= Required task =
Write out the material exactly, leaving every picture behind.

[Image point annotation entries]

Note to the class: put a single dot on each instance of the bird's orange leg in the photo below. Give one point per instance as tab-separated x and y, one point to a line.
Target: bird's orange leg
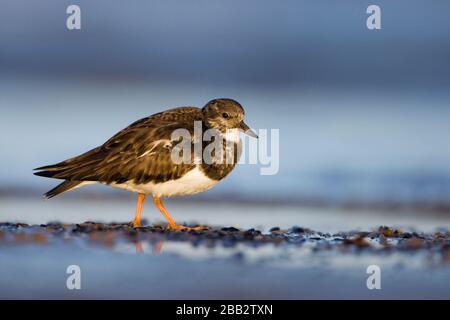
139	203
172	224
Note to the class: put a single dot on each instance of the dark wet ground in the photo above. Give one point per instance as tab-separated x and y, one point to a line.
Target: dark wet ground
382	239
222	262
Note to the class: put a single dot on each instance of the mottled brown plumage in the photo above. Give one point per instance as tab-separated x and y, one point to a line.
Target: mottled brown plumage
138	158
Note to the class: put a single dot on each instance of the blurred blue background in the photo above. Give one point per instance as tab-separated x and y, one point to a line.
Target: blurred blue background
364	116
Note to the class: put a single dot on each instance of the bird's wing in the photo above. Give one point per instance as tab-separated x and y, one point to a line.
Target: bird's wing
142	152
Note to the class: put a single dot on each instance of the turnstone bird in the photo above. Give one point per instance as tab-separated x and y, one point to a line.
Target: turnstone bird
140	157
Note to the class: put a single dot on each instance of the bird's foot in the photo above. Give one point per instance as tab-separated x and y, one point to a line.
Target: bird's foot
177	227
134	224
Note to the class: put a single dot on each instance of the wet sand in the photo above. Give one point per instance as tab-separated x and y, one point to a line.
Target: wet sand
118	261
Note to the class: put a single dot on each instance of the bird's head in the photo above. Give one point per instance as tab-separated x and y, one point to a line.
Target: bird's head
225	114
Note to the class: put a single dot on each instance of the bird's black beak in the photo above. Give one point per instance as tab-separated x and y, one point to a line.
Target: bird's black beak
246	129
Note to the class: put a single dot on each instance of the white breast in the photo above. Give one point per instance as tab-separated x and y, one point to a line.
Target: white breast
232	135
192	182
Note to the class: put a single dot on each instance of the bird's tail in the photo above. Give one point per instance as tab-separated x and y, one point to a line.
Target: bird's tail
62	187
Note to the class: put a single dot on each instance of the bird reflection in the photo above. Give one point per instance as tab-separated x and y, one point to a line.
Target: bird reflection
156	247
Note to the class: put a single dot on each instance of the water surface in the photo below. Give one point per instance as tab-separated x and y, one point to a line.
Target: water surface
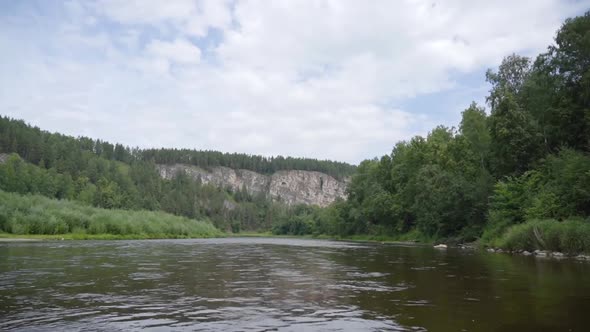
257	284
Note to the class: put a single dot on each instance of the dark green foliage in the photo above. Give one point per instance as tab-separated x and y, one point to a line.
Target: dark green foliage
265	165
527	160
569	236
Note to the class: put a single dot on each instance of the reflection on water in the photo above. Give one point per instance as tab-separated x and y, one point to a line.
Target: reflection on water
257	284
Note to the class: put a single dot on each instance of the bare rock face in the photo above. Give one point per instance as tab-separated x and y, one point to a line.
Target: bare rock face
290	187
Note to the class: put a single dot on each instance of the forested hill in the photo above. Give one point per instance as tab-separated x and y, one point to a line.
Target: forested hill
50	149
113	176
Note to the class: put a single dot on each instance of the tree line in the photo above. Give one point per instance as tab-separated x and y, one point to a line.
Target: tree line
114	176
514	174
525	158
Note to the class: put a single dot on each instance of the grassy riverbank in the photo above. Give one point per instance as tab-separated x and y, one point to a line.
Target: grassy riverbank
38	216
568	236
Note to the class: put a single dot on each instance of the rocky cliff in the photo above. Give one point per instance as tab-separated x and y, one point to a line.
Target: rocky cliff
291	187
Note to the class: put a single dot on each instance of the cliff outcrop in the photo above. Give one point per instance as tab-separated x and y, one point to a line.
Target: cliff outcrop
290	187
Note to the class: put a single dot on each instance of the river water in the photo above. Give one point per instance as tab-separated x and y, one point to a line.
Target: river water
264	284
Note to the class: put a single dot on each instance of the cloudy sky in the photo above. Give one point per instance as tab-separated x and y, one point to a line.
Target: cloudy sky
339	80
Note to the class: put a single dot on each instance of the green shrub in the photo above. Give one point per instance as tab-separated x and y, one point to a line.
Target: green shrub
33	214
570	236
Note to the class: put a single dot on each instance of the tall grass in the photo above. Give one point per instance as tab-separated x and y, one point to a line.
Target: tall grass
570	236
34	214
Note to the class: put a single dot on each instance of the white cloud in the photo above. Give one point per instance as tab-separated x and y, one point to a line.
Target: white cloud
320	79
180	51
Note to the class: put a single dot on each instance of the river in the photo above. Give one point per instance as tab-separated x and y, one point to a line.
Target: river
266	284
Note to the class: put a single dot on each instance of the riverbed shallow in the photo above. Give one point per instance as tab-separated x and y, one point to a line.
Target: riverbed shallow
268	284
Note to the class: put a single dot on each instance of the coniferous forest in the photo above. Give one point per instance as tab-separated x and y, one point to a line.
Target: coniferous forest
515	172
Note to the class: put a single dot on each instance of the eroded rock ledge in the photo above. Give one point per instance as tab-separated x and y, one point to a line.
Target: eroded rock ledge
290	187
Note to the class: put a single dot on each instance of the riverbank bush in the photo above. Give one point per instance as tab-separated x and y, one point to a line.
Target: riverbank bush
35	214
569	236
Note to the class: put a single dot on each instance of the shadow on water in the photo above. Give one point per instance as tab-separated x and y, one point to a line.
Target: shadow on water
258	284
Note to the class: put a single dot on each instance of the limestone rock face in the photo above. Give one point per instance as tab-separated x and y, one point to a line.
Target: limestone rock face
290	187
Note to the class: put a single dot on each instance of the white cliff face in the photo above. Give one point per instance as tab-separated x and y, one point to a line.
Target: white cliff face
290	187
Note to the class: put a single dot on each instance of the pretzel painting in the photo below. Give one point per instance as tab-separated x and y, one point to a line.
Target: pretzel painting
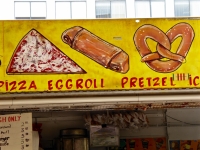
153	59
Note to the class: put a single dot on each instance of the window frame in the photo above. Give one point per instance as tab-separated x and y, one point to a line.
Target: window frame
111	7
150	7
70	1
30	10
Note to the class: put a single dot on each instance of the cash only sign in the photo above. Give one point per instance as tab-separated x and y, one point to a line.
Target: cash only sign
80	55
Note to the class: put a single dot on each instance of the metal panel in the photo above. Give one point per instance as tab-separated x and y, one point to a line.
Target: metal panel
184	133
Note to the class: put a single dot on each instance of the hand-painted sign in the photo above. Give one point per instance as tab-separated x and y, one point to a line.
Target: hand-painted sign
16	131
78	55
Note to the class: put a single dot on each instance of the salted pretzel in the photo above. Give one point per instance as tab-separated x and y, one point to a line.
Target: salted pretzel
153	60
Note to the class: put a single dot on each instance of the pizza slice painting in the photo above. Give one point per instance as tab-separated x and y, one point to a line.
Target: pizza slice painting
36	54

= The solution =
Note to the class: put a single dot on each instance of the bird's orange leg in the photo below. Give one point per instance as tab-separated x and y, one point to a line.
Target: bird's orange leg
139	203
172	224
Note to the class: put a single dot on each instance of the dark wet ground in the photo above. Give one point per instance as tab-separated x and y, one point to a line.
Target: dark wet ground
382	239
222	262
Note to the class: put a single dot on each instance of the mottled brown plumage in the photo above. Give one point per instance as tab-separated x and y, one point to a line.
Target: mottled brown plumage
138	158
Note to the class: put a single dot on each instance of the blurred blue background in the photo above. Give one point per instance as tab-separated x and y, one point to a line.
Target: blurred blue background
364	116
Note to the class: put a single dot on each instance of the bird's wing in the photo above. Give one point per instance as tab-separated x and y, one point to a line.
Target: bird's wing
142	152
Note to the class: put a single dot on each instance of the turnstone bird in the photo above. Give one point per instance as tab-separated x and y, one point to a line.
Target: turnstone bird
140	157
Note to the class: put a single dot on each instance of the bird's foot in the photo above. Give one point per instance as tab-separated x and y, one point to a line.
Target: bird's foot
177	227
134	224
Note to the class: put a single dot on each instance of the wet sand in the photo above. Give one point per instance as tab-separated x and y, one point to a line.
Target: wet sand
118	261
Note to the class: put a single dot on each instance of the bird's head in the photo above. Give one point per instance as tab-separated x and y, one point to a line.
Target: bird's head
225	114
Note to the class: put a single dot on each instance of the bird's black beak in the photo above. Give one point per instance as tab-separated x and y, one point to a line.
Target: bird's black beak
246	129
Note to the class: put a single dot on each instance of the white breast in the photo above. Give one point per instance as tab-separated x and y, one point to a line.
Target: white breast
232	135
192	182
Note to the class: put a single dot on each instance of the bird's tail in the photo above. Give one point per instance as tab-separated x and y, one point to a line.
Target: bird's tail
62	187
Note to the class: put a single dot on each instance of the bird reflection in the photo above. Give one point per instance as tab-separated x and y, one point to a line.
Target: bird reflection
156	247
Note to the class: put a single dot on each instance of the water surface in the photo below. Give one point per instance as tab-separated x and y, one point to a line.
Target: water surface
257	284
Note to the class: put a single dot on each instance of the dark green foliage in the photo above. Give one point per instance as tab-separated x and y, one point to a line.
Target: dark green foliage
265	165
527	160
569	236
Note to the class: put a single dot on each instance of the reflection on water in the photo above. Give one point per instance as tab-separated x and y, one point to a line.
Target: reflection on water
257	284
Note to the class: put a single dot on each instance of the bare rock face in the photo above. Give one point per instance as tab-separated x and y, one point to a line.
Target: bare rock face
290	187
Note to the class: put a single dot on each instance of the forested hill in the photo above. Give one point per instance as tab-separated x and y, one point to a line.
Target: forested hill
50	149
113	176
Note to the class: put a single dot on each instance of the tree line in the photo above. Give one point per instance as tab-separated x and y, one point to a line.
Target: tree line
114	176
514	174
525	158
Note to the class: put a single dot on each instance of the grassy riverbank in the photo above. Give one point per instance as tab-separated x and y, one point to a line.
Target: grassy riverbank
38	216
568	236
Note to the class: put a single dot on each instance of the rocky cliff in the photo above. Give one point per instance as tab-separated x and y, one point to a line.
Target: rocky cliff
291	187
Note to the class: put a single dot on each instance of the cliff outcrop in the photo above. Give one point per instance as tab-separated x and y, one point to a line.
Target: cliff outcrop
290	187
Note to the class: put a single dot on each instance of the river water in the photo above. Give one point per instance as tab-separated x and y, one point to a line.
Target: river water
264	284
Note to the class: put a single dot on each instance of the cloudy sky in the photo above. Give one point per instance as tab-separated x and y, one point to a line.
Target: cloudy sky
339	80
Note to the class: put a single dot on each instance of the green shrub in the photo above. Give one point per instance as tab-separated x and y, one point to a line.
Target: green shrub
33	214
570	236
Note to the class: put a single dot on each instance of the tall grass in the photo above. Give one point per instance as tab-separated x and y, one point to a line.
Target: tall grass
570	236
34	214
Note to the class: put a single dot on each instance of the white cloud in the photo above. Give one point per instance as tab-separated x and y, one point to a line.
Target: white cloud
320	79
180	51
Note to the class: put a single dot on each instance of the river in the photo above. Give one point per instance as tab-separated x and y, one point to a line.
Target: river
266	284
Note to the class: put a single dot on each instance of the riverbed shallow in the photo above. Give one point per instance as tab-separated x and y, one point to a line.
Target: riverbed shallow
268	284
Note to the class: put a single dot on each instance of the coniferous forest in the photo above. Give one point per instance as tab-separated x and y, one point to a line.
Target: coniferous forest
515	172
Note to the class: put a single dot on each instance of the eroded rock ledge in the photo above. Give one point per instance as tab-separated x and y, one point to a line.
Target: eroded rock ledge
290	187
Note to the class: put a single dot on each instance of the riverbank bush in the photo above. Give one point per instance as tab-separated x and y, one point to a line.
Target: riverbank bush
35	214
569	236
Note to the class: put a single dot on each instance of the shadow on water in the photo above. Give one point per instance as tab-separated x and y, one point to a line.
Target: shadow on water
258	284
Note to the class: put a single dot on each instance of the limestone rock face in the photo above. Give one point per instance as tab-separated x and y, one point to a line.
Target: limestone rock face
290	187
Note to the class: put a single dot on each instance of the white cliff face in the photo above. Give one point per instance as tab-separated x and y, one point to a line.
Target: white cliff face
290	187
Note to the class: put a single dot on each instance of the pretzel painting in the photo below. Give one point per instance as tab-separated x and y, one point to a line.
Target: pretzel painting
153	59
Note to the class: put a single dot on each instance of the window frame in the photo above. Give one point per instance as tab-separated x and y, one point to a line.
Target: window frame
111	7
150	7
70	1
30	10
Note to the class: put a single dot on each instance of the cash only sign in the photo above. Give one point per instance as tab-separated x and y, one point to a line.
Target: cash only sign
80	55
Note to the class: put a single dot on each instance of the metal panel in the photo above. Give one point per instance as tab-separated x and y, one point to a line.
Target: metal panel
184	133
Note to the class: put a single dot on each instance of the hand-painted sign in the photo above. Give one point per instance as tab-separated x and y, one point to a line.
Target: hand-painted sign
16	131
78	55
Note to the class: put a single dot on each instance of the salted pretzel in the photo above. Give one point per instance as tab-separated x and y, one point to a line.
Target: salted pretzel
153	60
Note to the class: put a single dot on each instance of the pizza slice painting in the photo above. Give one point per instance as tab-separated x and y, one point to a line.
Target: pizza slice painting
36	54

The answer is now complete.